EXERCISE INSTRUCTIONS => Gather every line in the entries below that contains the word "white" and copy each one out.

Data drawn from a collection =>
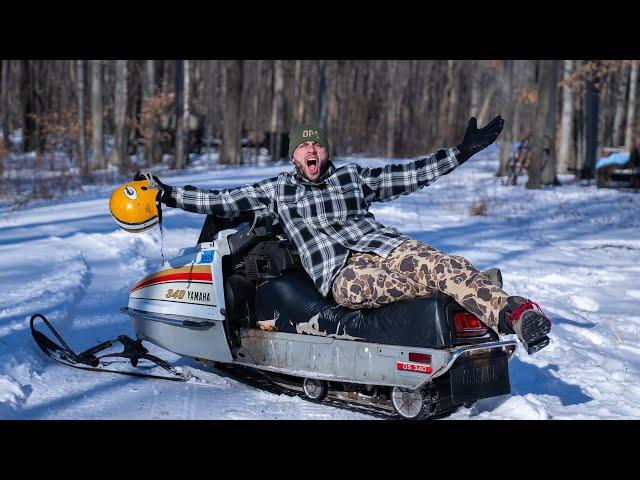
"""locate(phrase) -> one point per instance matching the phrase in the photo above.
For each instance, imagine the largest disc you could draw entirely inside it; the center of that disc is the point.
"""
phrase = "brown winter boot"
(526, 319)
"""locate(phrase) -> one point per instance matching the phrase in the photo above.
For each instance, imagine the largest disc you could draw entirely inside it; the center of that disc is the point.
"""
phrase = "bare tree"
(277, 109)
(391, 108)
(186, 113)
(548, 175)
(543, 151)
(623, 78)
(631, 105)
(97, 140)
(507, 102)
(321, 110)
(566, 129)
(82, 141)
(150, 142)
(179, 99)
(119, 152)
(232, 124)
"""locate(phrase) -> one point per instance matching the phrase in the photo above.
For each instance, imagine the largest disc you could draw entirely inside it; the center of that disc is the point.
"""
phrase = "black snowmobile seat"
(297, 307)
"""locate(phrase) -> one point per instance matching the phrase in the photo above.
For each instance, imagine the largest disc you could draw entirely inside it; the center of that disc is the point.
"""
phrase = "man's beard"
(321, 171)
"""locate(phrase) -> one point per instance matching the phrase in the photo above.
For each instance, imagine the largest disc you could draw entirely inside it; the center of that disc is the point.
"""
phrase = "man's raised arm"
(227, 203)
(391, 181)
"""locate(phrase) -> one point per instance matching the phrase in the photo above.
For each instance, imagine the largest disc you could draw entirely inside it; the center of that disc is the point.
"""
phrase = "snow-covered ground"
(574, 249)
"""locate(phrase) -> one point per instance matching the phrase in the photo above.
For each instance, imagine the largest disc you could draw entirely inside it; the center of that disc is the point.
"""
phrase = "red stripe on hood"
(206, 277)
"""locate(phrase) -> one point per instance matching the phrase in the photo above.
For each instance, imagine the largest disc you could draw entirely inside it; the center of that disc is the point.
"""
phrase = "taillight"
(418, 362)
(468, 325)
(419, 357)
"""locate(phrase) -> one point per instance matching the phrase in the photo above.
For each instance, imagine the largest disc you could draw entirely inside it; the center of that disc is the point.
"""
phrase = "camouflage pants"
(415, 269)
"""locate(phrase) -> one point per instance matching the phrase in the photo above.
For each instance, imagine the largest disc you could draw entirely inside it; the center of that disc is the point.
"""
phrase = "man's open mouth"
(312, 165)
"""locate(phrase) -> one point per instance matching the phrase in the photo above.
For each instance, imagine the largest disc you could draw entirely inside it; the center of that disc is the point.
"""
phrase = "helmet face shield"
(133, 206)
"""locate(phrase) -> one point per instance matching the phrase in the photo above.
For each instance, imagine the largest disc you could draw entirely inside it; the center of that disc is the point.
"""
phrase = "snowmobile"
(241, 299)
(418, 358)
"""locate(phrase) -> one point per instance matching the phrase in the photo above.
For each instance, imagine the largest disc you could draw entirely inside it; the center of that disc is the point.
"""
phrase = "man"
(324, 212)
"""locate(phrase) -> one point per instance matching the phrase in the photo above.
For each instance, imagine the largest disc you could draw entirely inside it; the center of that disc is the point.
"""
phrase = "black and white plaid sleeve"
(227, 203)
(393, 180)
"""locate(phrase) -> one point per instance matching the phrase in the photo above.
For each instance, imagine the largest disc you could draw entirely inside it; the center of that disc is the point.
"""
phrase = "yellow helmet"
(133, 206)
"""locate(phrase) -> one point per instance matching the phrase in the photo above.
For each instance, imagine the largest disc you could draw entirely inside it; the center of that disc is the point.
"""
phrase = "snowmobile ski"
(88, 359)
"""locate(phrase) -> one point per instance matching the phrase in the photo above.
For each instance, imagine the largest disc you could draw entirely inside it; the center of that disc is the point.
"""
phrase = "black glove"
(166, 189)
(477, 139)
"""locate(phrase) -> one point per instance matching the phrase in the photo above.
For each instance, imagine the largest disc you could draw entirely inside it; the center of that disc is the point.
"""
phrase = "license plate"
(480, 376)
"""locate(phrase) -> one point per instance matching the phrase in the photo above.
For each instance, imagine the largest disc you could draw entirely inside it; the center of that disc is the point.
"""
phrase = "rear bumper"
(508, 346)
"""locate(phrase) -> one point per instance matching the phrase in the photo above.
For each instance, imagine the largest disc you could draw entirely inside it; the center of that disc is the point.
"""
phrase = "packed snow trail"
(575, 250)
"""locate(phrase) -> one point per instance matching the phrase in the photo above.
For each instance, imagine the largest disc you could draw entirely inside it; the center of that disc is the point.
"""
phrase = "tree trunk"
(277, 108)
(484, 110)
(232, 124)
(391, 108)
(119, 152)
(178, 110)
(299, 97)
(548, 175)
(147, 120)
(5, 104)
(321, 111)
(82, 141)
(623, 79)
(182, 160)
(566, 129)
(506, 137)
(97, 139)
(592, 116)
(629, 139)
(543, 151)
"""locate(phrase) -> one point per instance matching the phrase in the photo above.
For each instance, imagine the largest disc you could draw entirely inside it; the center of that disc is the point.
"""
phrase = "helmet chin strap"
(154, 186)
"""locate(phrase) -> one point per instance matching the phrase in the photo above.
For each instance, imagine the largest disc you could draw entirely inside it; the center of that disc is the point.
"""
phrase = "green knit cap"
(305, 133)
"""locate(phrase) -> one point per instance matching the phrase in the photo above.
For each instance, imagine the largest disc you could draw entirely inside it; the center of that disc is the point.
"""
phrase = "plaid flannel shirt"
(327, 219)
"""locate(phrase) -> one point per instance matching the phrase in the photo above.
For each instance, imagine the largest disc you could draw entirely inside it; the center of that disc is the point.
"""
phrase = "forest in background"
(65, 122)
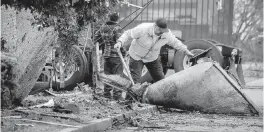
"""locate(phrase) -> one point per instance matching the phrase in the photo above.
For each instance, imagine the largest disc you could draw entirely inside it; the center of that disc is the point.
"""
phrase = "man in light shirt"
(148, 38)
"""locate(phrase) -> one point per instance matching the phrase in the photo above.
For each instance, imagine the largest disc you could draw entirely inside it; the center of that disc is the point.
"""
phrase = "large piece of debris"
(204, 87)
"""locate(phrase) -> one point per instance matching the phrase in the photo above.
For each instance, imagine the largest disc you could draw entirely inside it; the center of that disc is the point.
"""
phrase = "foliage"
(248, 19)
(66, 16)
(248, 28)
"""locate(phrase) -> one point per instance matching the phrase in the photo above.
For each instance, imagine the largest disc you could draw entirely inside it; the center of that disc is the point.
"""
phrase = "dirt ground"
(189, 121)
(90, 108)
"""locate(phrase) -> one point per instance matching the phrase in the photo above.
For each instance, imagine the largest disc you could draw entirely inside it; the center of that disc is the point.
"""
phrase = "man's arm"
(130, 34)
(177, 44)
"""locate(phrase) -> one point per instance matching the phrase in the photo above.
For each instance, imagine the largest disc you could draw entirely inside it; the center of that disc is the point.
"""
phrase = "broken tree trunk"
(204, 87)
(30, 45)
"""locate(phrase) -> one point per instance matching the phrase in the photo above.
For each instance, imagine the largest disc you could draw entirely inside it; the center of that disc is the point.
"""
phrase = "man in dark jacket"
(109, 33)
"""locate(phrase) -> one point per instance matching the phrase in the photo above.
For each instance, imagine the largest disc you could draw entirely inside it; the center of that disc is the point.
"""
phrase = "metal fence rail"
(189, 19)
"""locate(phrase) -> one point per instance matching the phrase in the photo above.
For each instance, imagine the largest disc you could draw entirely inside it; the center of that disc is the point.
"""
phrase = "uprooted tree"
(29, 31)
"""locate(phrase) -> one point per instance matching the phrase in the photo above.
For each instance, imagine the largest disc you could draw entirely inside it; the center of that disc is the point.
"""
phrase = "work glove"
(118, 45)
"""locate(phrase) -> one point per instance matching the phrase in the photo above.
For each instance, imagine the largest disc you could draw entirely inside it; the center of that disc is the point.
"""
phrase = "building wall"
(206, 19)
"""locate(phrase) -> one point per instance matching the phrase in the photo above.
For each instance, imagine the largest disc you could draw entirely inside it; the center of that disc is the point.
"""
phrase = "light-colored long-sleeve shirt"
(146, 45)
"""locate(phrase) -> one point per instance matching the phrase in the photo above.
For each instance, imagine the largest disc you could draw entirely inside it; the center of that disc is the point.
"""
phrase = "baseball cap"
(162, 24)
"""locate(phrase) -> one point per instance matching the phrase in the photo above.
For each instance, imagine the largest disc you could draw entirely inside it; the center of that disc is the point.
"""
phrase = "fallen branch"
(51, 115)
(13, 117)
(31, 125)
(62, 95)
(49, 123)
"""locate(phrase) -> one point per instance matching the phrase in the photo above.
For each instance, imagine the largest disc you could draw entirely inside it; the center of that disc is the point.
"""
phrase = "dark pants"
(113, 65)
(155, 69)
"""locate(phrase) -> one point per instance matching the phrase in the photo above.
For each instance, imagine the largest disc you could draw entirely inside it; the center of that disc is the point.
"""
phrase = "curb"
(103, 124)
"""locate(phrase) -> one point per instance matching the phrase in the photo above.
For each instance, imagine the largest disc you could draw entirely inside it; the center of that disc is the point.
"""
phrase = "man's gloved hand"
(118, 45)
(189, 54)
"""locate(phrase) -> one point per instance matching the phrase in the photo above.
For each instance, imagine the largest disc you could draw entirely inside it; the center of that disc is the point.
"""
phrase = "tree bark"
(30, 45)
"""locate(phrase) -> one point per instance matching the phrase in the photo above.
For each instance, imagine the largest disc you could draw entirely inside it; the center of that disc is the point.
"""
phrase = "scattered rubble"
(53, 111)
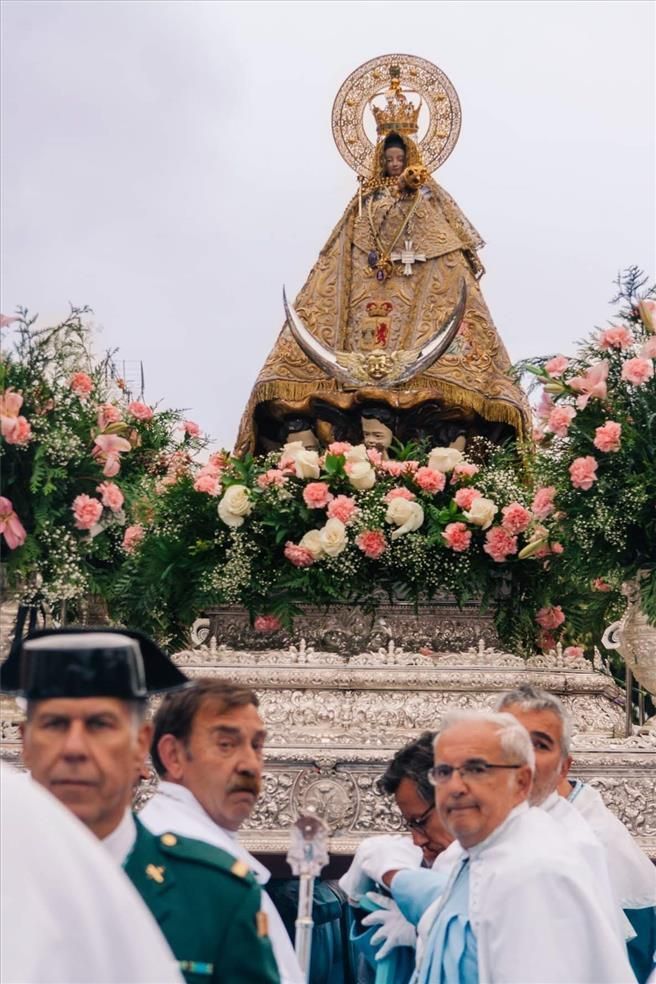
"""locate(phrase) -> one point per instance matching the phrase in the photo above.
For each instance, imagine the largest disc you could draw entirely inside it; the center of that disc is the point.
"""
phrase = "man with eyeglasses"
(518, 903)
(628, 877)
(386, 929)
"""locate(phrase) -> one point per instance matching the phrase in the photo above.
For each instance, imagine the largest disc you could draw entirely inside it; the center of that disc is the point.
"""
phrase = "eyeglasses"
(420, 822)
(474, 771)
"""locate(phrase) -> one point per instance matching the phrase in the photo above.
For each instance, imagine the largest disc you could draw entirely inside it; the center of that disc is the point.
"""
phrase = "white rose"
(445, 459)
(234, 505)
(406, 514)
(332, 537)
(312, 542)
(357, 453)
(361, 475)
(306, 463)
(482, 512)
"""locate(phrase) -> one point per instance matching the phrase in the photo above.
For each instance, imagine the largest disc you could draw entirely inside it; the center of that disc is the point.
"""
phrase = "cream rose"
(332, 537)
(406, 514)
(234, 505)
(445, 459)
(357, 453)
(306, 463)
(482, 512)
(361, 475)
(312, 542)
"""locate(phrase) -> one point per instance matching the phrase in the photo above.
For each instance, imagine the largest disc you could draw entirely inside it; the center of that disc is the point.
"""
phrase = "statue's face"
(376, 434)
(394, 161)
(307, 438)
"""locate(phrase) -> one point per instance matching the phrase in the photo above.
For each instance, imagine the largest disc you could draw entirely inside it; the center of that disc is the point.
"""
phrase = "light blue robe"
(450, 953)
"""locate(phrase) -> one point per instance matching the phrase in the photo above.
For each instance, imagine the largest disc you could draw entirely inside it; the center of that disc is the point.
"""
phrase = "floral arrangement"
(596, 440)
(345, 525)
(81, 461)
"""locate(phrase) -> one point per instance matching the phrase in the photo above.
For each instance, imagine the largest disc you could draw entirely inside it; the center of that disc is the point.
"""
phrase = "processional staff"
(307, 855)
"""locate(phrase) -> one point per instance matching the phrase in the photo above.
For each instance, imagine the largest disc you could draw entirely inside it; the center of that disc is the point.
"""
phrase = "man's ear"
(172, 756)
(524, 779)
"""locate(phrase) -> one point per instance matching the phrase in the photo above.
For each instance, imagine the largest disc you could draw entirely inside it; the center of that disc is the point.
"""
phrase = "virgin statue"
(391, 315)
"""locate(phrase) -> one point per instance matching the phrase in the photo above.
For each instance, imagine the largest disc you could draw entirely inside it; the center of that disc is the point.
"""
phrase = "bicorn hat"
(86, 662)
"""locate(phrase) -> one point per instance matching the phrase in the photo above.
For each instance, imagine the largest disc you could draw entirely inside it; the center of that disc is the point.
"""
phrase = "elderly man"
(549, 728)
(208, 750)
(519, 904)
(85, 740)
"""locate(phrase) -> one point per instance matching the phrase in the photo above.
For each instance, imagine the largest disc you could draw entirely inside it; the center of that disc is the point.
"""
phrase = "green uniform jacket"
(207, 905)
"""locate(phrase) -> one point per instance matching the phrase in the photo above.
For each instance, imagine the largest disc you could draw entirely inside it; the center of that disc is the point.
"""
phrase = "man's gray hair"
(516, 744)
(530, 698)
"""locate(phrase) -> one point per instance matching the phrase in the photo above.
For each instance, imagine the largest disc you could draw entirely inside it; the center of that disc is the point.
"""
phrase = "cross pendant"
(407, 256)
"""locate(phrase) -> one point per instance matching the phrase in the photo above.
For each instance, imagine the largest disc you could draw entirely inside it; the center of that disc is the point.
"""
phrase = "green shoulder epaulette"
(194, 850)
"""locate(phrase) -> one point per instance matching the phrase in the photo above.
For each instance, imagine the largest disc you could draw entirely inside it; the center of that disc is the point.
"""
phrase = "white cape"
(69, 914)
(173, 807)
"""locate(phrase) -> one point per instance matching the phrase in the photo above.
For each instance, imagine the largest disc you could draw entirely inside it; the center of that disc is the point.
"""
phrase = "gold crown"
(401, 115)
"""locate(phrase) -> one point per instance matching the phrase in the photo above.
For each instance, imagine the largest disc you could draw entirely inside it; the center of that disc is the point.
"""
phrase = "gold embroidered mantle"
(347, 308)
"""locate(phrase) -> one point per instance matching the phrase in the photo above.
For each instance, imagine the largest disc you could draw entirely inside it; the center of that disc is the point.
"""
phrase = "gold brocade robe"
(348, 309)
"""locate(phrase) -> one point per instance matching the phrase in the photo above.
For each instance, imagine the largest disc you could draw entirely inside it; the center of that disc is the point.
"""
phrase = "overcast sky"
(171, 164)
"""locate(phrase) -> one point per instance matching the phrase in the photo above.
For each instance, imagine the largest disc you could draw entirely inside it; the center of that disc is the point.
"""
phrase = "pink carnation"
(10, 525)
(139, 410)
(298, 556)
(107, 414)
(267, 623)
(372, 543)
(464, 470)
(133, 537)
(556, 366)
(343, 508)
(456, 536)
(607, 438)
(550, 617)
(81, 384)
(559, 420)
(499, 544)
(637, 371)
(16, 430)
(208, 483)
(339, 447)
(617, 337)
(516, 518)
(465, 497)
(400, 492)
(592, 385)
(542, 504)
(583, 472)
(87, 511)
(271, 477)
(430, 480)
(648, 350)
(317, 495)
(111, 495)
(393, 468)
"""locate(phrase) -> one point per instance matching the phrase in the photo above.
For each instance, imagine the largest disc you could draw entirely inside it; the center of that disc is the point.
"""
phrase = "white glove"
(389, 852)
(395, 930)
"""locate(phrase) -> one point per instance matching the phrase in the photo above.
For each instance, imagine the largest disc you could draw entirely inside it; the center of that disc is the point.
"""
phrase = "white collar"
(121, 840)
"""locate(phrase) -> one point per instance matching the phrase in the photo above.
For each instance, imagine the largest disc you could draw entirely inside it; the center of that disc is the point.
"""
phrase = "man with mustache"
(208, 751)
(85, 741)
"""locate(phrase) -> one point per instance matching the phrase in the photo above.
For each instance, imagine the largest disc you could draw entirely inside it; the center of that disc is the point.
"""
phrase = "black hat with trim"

SOLUTION FOR THIS TASK =>
phrase = "black and white plaid sleeve"
phrase = "white rose"
phrase = "white cape"
phrase = "white glove"
phrase = "white collar"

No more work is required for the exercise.